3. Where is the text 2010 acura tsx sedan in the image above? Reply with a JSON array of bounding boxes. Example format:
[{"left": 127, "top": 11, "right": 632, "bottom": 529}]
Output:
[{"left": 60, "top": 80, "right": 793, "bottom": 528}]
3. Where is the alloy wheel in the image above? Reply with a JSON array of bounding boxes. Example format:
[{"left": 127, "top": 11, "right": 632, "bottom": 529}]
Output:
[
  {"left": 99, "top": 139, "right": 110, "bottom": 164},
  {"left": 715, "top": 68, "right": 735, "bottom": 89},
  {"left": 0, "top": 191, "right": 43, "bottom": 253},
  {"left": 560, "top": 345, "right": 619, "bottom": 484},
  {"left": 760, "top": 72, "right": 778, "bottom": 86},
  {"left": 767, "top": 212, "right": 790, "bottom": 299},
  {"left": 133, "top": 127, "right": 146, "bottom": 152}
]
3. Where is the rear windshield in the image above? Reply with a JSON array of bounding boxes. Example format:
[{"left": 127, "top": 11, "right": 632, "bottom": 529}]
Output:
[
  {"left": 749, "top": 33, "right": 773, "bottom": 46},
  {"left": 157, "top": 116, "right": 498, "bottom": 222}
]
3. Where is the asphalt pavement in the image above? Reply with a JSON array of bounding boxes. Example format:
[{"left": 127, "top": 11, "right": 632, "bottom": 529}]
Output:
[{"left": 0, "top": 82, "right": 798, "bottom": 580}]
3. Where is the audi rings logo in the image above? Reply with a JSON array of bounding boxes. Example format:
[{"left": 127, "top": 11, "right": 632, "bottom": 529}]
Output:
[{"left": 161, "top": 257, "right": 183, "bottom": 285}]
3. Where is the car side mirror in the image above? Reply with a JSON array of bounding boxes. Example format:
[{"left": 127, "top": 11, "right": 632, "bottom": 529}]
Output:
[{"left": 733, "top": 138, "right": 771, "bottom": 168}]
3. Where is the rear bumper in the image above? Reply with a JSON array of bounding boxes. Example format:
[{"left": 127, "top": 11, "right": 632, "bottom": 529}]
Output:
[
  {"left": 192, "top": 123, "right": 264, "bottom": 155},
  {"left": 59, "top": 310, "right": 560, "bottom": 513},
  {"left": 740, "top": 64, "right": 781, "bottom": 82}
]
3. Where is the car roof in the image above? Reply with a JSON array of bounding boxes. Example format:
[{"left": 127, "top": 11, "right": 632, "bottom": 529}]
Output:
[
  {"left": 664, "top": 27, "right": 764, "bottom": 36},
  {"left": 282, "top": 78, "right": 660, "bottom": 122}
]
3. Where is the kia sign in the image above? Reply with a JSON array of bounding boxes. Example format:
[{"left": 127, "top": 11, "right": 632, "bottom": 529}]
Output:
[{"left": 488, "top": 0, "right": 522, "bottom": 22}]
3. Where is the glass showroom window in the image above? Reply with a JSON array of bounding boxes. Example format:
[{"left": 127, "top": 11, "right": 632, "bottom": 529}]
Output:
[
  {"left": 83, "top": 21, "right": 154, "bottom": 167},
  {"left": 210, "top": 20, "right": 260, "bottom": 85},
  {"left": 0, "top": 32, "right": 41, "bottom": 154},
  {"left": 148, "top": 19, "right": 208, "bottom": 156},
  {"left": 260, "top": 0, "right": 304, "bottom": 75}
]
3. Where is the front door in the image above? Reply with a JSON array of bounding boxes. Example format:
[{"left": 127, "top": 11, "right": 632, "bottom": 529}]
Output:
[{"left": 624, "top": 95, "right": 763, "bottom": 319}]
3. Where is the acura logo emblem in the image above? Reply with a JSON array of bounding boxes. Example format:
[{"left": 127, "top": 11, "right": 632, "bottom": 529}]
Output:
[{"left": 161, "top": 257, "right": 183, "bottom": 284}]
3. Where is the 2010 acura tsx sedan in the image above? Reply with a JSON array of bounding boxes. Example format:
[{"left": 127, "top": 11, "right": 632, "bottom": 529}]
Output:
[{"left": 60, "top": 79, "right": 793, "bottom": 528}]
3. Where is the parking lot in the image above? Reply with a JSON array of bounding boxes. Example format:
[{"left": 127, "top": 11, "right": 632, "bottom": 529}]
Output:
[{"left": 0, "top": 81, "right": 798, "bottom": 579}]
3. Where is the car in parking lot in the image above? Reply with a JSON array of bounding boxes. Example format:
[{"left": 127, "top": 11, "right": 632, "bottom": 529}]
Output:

» Work to complete
Your answer must be the line containing "3. Where is the 2010" and each line after it in the listing above, copied exactly.

» Answer space
3. Where is the 2010 acura tsx sedan in the image above? Reply with a JSON array of bounding boxes. Example format:
[{"left": 127, "top": 11, "right": 632, "bottom": 529}]
Output:
[{"left": 60, "top": 79, "right": 793, "bottom": 528}]
3. Where is the parking lot in the image above? Reply with a JSON array of bounding boxes. Example format:
[{"left": 127, "top": 11, "right": 632, "bottom": 529}]
Output:
[{"left": 0, "top": 81, "right": 798, "bottom": 579}]
3. Where is the car in parking lot in the image above? Reply with a JSON array of bounding boxes. Example format:
[{"left": 127, "top": 11, "right": 632, "bottom": 529}]
Output:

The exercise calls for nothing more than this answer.